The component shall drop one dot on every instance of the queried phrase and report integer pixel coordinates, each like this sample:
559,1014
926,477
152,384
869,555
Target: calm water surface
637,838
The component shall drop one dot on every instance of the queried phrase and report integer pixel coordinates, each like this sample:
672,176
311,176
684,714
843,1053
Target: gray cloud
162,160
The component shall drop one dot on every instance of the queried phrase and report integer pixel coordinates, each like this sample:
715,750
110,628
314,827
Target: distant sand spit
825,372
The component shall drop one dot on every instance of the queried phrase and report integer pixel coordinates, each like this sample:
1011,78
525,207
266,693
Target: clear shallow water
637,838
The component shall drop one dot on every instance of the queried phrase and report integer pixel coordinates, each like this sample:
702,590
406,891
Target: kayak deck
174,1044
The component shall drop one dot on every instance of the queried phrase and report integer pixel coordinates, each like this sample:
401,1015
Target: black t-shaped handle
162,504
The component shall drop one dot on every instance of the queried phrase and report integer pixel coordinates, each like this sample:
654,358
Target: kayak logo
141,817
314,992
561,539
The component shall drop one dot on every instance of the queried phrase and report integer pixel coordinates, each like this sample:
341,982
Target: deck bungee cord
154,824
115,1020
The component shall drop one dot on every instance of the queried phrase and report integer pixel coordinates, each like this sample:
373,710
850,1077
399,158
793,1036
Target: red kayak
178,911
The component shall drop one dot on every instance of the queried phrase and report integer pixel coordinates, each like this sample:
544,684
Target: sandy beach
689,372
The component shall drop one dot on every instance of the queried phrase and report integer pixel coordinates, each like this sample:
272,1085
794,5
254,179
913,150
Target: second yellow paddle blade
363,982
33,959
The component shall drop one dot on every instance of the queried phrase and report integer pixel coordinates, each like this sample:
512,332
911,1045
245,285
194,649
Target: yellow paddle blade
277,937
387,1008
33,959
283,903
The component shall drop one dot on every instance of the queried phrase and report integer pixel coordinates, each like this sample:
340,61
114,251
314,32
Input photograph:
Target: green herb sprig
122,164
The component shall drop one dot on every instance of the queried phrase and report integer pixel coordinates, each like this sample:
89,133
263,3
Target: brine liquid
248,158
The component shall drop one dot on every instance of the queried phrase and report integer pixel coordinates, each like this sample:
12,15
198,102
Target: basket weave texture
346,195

PROBLEM TO SOLVE: Print the material above once more, exactly.

EXPECTED OUTPUT:
The component shall drop one dot on every instance of the queried phrase and report integer pixel coordinates, each like this sample:
559,1014
926,477
152,384
869,555
Target: calm water surface
637,838
The component shall drop one dot on every instance of the queried phrase and report integer pixel coordinates, each like this sample:
672,176
311,176
684,714
843,1053
Target: gray cloud
162,160
The component shall drop one dot on every instance of the queried phrase and report integer pixel coordinates, each like this sample:
715,750
110,628
314,827
Target: distant sand spit
825,372
The component shall drop one dot on every instance of the queried phrase and report integer pixel coordinates, each like this sample:
1011,78
525,207
266,693
Target: clear shallow water
637,838
The component shall drop one dot on every instance of the queried phrase and report integer pixel coordinates, each like this sample:
702,590
406,891
Target: kayak deck
174,1044
The component shall drop one dot on every instance of the queried phrase and report integer pixel coordinates, each like this sample:
401,1015
Target: black t-shaped handle
162,504
The component shall drop one dot on every instance of the queried phrase and report integer pixel coordinates, each like this sample:
654,358
Target: kayak logo
141,817
314,992
561,539
The component shall drop one dot on every instance of the queried phrase and report integer pixel coordinates, each like this sample:
341,982
Target: deck bungee cord
154,824
115,1020
The component shall drop one dot on every instance of the queried phrase and report integer pixel coordinates, each like this sample:
373,710
850,1077
399,158
793,1036
Target: red kayak
178,911
The component shall drop one dot on every instance of the queried phrase and report integer pixel coordinates, each like this sample:
544,684
Target: sandy beach
689,372
The component shall drop one dot on every instance of the queried phrase and report integer pixel coordinates, each like this sample:
272,1085
794,5
254,179
913,150
Target: second yellow paddle blade
363,982
33,959
The component shall drop one dot on every instance of the queried phrase and report integer pixel coordinates, each like this sample:
512,332
911,1045
245,285
194,649
Target: yellow paddle blade
277,937
387,1008
33,959
283,903
The component shall drop one dot on every instance of the queried phrase and report integer pixel coordinates, each like this sample:
340,61
114,251
314,32
Input photograph:
Target: green herb sprig
122,164
The component shall drop one dot on every instance of the queried phrase and report integer pixel coordinates, each like this sample:
89,133
263,3
Target: brine liquid
248,158
The component shall drop one dot on every instance of the queried phrase and report integer pixel coordinates, each like this sample:
12,15
198,102
Target: basket weave texture
346,195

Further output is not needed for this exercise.